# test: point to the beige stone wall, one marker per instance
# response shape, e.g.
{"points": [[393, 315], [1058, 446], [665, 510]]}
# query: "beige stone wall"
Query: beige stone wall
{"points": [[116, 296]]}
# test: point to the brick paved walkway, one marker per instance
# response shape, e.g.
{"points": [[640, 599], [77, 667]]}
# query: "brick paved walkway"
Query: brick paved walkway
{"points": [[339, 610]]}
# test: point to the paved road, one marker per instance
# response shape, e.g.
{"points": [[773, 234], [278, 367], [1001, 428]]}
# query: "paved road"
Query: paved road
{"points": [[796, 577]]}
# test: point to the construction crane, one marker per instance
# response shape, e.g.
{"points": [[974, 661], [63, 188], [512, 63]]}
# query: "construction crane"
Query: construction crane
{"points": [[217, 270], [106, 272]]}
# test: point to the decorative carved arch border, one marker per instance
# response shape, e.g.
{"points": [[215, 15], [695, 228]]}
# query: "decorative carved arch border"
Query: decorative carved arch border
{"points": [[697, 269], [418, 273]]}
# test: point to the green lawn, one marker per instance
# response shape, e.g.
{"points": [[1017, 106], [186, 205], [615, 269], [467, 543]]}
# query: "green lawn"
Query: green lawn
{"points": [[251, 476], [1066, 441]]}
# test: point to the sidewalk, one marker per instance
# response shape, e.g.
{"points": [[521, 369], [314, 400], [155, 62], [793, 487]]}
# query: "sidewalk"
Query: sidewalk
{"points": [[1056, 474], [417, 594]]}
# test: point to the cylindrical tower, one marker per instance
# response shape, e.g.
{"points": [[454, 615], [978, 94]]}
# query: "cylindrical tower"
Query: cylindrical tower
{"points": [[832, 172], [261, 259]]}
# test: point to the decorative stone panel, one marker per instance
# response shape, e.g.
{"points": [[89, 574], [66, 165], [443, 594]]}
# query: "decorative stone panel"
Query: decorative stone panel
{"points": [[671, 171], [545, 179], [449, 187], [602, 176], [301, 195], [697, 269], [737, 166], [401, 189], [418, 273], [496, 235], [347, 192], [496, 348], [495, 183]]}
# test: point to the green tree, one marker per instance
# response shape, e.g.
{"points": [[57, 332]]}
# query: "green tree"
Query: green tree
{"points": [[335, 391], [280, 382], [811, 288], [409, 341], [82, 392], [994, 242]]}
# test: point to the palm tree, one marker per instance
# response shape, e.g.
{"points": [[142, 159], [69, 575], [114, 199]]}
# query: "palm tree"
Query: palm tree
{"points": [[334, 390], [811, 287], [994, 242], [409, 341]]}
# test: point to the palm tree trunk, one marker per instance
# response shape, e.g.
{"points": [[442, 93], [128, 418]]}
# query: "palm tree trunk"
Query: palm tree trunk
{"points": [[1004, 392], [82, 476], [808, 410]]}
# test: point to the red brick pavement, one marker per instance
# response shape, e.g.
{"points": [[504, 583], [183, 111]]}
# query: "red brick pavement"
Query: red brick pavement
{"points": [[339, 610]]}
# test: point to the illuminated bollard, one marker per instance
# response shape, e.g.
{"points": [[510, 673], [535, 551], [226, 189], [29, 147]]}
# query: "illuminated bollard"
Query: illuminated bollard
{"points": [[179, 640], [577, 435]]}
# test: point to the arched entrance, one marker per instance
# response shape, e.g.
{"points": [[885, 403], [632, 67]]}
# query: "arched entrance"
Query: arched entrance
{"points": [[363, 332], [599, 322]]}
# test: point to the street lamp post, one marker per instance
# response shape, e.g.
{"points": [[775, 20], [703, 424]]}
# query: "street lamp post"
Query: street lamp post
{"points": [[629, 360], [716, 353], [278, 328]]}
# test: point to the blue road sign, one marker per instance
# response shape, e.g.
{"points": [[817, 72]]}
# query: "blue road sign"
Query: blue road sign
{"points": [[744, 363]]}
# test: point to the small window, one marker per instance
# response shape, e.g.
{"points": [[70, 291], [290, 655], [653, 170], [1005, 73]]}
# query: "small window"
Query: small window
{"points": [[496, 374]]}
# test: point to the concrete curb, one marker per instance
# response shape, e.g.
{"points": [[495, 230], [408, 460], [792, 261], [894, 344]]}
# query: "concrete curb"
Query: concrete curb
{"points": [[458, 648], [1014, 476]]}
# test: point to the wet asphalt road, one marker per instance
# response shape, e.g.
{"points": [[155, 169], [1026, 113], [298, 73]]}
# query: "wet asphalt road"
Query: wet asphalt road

+ + + + +

Match on "asphalt" and report each line of the data above that has it.

RESULT ->
# test: point to the wet asphalt road, one marker per instance
# query: "wet asphalt road"
Query: wet asphalt road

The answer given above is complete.